Hi, Chris.
Usually I'm concerned when values (enums) leak into field names. It's
better to control the set of fields.
I rather go with separate values for faster searching and faceting and
concatenations:
"locations" : [ "denver", "chicago", "washington" ],
"roles : [ "admin", "staff","basic" ]
"location_roles : [ "denver_admin", "chicago_staff",
"washington_basic" ]
so:
> users who are admins in denver?
q=location_roles:denver_admin
The next level of complexity is dependent facets: ie count facets roles in
denver.
For this case Chis shouldn't contribute "staff", "basic" as facet values.
However, they are counted by facet.field.
Yon still can count such dependent faces with these concatenations via
tricky post-processing.
FWIW, bulletproof solution for this is indexing roles as user's
subdocuments. It's really performant, but deadly complex.
https://solr.apache.org/guide/solr/latest/indexing-guide/indexing-nested-documents.html
https://solr.apache.org/guide/solr/latest/query-guide/json-query-dsl.html#faceting-nested-documents
On Thu, Jun 2, 2022 at 1:04 AM Christopher Schultz <
[email protected]> wrote:
> All,
>
> Since Solr / Lucene can't define arbitrary fields in documents, I wonder
> what the recommended technique is for storing structured-information in
> a document?

§ **PROBLEMS TO SOLVE**
a: Answer each item below using the Solr forum reply above, and mark your answers (i), (ii), and (iii).
(i) What does the writer say usually concerns them?
(ii) Which query does the writer give for finding users who are admins in denver?
(iii) How does the writer describe the option of indexing roles as a user's subdocuments?
b: Continue the Solr forum reply above from its last shown sentence, keeping the quoted email format with each line starting with "> ".

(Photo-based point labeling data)
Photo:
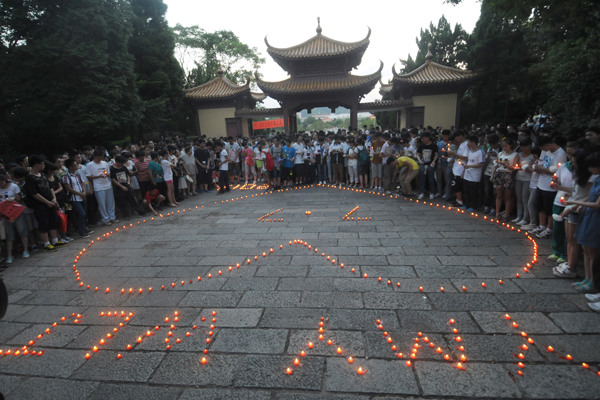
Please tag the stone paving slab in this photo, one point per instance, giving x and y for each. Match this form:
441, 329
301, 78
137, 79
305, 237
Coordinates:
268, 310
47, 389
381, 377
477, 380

--

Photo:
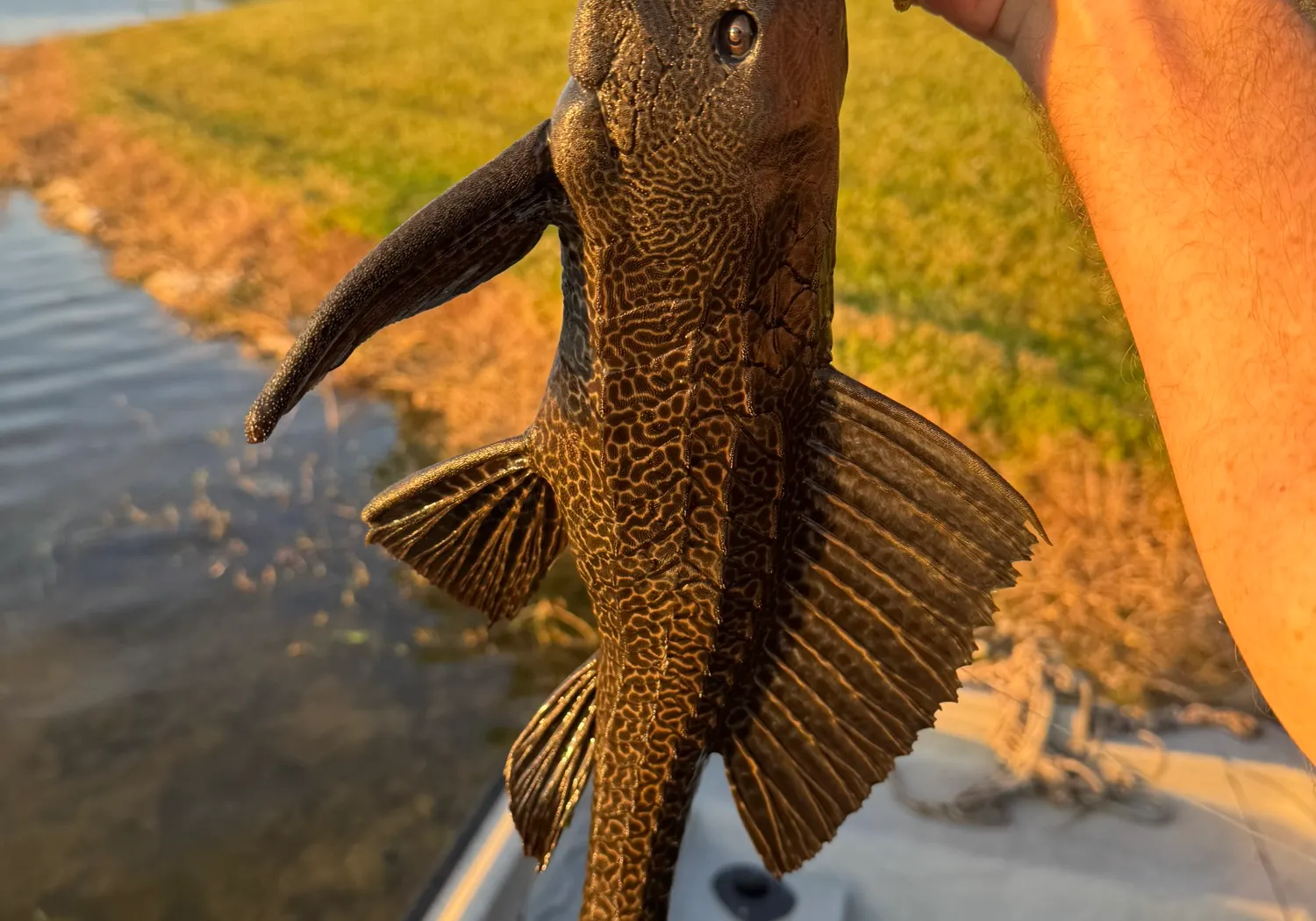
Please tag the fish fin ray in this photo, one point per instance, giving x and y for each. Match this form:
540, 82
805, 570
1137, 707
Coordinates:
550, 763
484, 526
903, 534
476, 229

§ **WRITTEN RESPONSES**
a:
(i) Values (enums) leaking into field names.
(ii) q=location_roles:denver_admin
(iii) It's really performant, but deadly complex.

b:
>
> I'd like to store information about an entity and is specific to related
> entities (not stored in the index). This isn't my actual use-case, but
> let's take an example of a user who has different privileges in
> different locations.
>
> If Solr / Lucene allowed me to do so, I might model it like this:
>
> users : [
> {
> "username": "chris",
> "locations" : [ "denver", "chicago", "washington" ],
> "location_denver_role" : "admin",
> "location_chicago_role" : "staff",
> "location_washington_role" : "basic"
> },
> { ... }
> ]
>
> Since I can't have a field called "location_denver_role",
> "location_chicago_role", etc. (well, I can, but I have a huge number of
> locations to deal with and defining a field for each seems stupid), I
> was thinking of maybe something like this:
>
> users : [
> {
> "username": "chris",
> "locations" : [ "denver", "chicago", "washington" ],
> "location_roles : [ { "denver" : "admin", "chicago" : "staff",
> "washington" : "basic" ]
> },
> { ... }
> ]
>
> So now I have a single field called "location_roles" but it's got
> "structure" inside of it. I could obviously search the other fields
> directly in Solr and then filter-out the records I want manually, but
> what's the best way to structure the index so that I can tell Solr I
> only care about users who are admins in denver?
>
> Lest you think I can invert the index and use:
>
> "admin" : [ "denver" ],
> "staff" : [ "chicago" ],
> "basic" : [ "washington" ]
>
> ... I can't. The "role" is just a proxy for a bunch of user metadata
> that may need to grow over time, including a large range of possible
> values, so I can't just invert the index.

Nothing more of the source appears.